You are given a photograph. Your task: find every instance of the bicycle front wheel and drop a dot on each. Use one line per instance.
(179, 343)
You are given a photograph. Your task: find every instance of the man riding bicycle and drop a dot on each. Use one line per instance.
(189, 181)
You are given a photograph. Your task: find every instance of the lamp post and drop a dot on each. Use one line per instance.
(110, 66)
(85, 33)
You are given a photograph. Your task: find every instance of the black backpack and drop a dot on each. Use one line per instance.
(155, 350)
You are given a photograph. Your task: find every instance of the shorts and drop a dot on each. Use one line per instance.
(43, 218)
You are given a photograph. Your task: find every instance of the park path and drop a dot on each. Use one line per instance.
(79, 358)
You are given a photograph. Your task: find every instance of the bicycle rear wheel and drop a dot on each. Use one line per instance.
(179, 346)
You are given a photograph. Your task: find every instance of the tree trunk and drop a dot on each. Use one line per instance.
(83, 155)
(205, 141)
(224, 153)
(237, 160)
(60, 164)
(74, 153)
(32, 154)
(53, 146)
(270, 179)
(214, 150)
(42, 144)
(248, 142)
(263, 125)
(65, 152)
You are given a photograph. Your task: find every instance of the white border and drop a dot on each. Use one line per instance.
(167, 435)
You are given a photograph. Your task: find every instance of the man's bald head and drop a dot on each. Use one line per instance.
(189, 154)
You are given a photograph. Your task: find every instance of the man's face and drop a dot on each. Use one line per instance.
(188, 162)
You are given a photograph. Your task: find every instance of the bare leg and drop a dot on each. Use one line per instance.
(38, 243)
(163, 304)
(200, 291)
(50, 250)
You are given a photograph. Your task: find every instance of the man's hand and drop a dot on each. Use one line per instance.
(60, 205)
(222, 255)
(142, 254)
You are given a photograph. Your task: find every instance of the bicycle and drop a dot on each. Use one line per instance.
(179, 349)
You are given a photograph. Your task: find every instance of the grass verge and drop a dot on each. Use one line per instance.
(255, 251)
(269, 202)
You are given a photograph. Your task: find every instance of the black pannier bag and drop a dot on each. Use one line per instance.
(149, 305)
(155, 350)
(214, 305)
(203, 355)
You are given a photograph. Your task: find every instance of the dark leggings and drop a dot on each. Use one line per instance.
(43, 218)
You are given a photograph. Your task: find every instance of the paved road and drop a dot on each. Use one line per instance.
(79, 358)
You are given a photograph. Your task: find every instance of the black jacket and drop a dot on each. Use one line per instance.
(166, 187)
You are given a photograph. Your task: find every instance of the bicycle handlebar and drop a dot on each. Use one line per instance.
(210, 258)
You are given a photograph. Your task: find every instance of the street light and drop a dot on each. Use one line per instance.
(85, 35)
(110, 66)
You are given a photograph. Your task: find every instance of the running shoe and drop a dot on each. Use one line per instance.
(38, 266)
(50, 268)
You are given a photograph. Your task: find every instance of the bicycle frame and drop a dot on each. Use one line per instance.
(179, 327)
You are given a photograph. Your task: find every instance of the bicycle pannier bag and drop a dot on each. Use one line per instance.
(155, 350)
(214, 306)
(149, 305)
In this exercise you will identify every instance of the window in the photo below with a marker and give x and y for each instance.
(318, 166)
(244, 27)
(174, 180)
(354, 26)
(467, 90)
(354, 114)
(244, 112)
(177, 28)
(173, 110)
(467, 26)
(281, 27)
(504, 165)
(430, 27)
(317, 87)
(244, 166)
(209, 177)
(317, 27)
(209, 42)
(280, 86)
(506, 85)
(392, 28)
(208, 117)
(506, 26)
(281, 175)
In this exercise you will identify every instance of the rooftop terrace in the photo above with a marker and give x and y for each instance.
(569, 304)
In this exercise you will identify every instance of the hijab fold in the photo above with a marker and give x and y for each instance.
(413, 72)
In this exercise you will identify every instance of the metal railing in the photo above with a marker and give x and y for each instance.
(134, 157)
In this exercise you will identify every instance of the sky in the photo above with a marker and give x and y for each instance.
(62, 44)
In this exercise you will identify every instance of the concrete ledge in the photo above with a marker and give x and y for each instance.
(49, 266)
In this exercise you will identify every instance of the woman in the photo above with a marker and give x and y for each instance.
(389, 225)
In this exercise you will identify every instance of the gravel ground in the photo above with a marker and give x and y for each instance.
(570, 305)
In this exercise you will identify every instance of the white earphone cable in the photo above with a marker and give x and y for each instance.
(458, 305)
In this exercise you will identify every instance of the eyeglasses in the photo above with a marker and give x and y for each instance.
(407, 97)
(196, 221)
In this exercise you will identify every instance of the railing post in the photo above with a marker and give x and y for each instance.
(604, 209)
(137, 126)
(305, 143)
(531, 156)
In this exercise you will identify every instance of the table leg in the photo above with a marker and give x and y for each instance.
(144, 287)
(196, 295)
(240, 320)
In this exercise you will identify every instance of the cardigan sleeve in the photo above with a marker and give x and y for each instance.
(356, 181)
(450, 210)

## Exercise directions
The response has to match the records above word for word.

## Result of the exercise
You are given a photograph. Your task: find every instance of the bicycle front wheel and drop a dot on each. Use one line per instance.
(179, 343)
You are given a photograph. Your task: find every instance of the man riding bicycle and drop a dot on each. Use one line per instance.
(189, 181)
You are given a photograph. Your task: find every instance of the lamp post and drop a dot on each. Use one line per instance.
(110, 66)
(85, 33)
You are given a photograph. Your task: find every instance of the black backpack and drop a dot on each. Use one line per instance.
(155, 350)
You are given a photograph. Your task: find every instance of the shorts and drop a dot on each. Use one line per instance.
(43, 218)
You are given a photograph. Your task: find every instance of the park path and drop a dot on each. Use one line per instance.
(79, 358)
You are given a photograph. Your task: find every instance of the bicycle rear wheel and drop a dot on each. Use one line per instance.
(179, 346)
You are given a photograph. Your task: find every instance of the tree trunk and drop a dot on each. Use one line per instance.
(83, 155)
(205, 141)
(224, 153)
(237, 160)
(60, 164)
(74, 153)
(32, 154)
(53, 146)
(270, 179)
(214, 150)
(42, 144)
(248, 142)
(263, 125)
(65, 152)
You are given a photograph. Your task: find every instance of the white border and drop a dot on each. Use one line per instance.
(167, 435)
You are given a photograph. Your task: find every instance of the man's bald head and drop a dot on each. Use one line per instance.
(189, 154)
You are given a photograph. Your task: find every instance of the man's face and drop a dot on each. Use one line per instance.
(188, 162)
You are given a photograph. Your task: find every instance of the bare leg and drop a dot on each. Use one line per instance.
(38, 243)
(163, 304)
(200, 291)
(50, 250)
You are given a photograph. Your task: find every instance of the man's hand and drop a dot on each. Use one line per instance.
(60, 205)
(222, 255)
(142, 254)
You are given a photograph. Your task: find every instance of the bicycle and drop a dot on each. Use one line per instance.
(179, 349)
You are given a photograph. Your task: find every instance of the grass verge and drop a dot on each. Use one line per instance.
(255, 251)
(269, 202)
You are given a photograph. Your task: find every instance of the black pannier bag and drop a dot on each. Use one line per instance.
(149, 305)
(155, 350)
(214, 305)
(203, 355)
You are given a photograph. Your task: find every instance of the dark leggings and drop a dot on each. Use one line per instance.
(43, 218)
You are given a photograph. Your task: find every instance of the paved road and drop a dot on each. Use one line per instance.
(79, 358)
You are given a photograph. Your task: find every instance of the black jacket and drop a dot on each. Use one line per instance.
(166, 187)
You are given a photograph. Your task: find every instance of the bicycle handlebar and drop a dot on each. Use one line per instance.
(210, 258)
You are given a photograph. Your task: find every instance of the street light and drop a dot on each. Use one line per instance.
(85, 35)
(110, 66)
You are given a photograph. Your task: find every instance of the running shoe and drop a dot on each. Use one line per instance.
(38, 266)
(50, 268)
You are given a photograph. Your task: find every instance of the bicycle frame and drop a dot on each. Use one line per instance.
(179, 327)
You are given a photograph. Your task: find every instance of the bicycle pannier bag and drop a dot on each. Use one line per instance.
(155, 350)
(214, 306)
(149, 305)
In this exercise you will identify every instance of the window in the photo below with a marker and give x and y for each instance.
(318, 166)
(244, 27)
(174, 180)
(354, 26)
(467, 90)
(354, 114)
(244, 112)
(177, 28)
(173, 110)
(467, 26)
(281, 27)
(504, 165)
(430, 27)
(317, 87)
(244, 166)
(209, 177)
(317, 27)
(209, 42)
(280, 86)
(506, 85)
(392, 28)
(208, 117)
(506, 26)
(281, 175)
In this exercise you will identify every instance of the rooftop terrace in the photo above with a marker and give x and y for each instance.
(569, 304)
In this exercise you will identify every instance of the hijab fold in the photo above with a marker and give x and y for each instance.
(413, 72)
In this exercise you will identify every instance of the metal railing in the photo above with a marker and give x and y for each instance.
(134, 157)
In this exercise you will identify every instance of the sky in the photo above with a marker and give x and y for each instance.
(62, 44)
In this exercise you will identify every instance of the concrete ledge in the photo above with a marker and give x and y for each instance.
(49, 266)
In this exercise you will identify every instance of the woman in the photo above with a marker and give x and y for each instance.
(389, 225)
In this exercise you will identify every instance of the gravel ground in the photo above with a marker and give x and y for each instance.
(570, 305)
In this exercise you will identify every instance of the white earphone cable in the photo above with a marker and give x and y for each instance.
(458, 305)
In this exercise you will identify every instance of the eyeglasses in the photo above with a marker and give x and y for each instance.
(407, 97)
(196, 221)
In this exercise you will identify every instance of the railing post in the photo above with a marker and give x and y for each instance.
(604, 209)
(137, 126)
(305, 143)
(531, 156)
In this exercise you will identify every instance of the table leg in the photo above with a marker and give x and y for each instance.
(144, 287)
(196, 295)
(240, 320)
In this exercise you will identify every instance of the cardigan sleeve in the photo above with a marker and give x and y for each instance.
(356, 181)
(450, 210)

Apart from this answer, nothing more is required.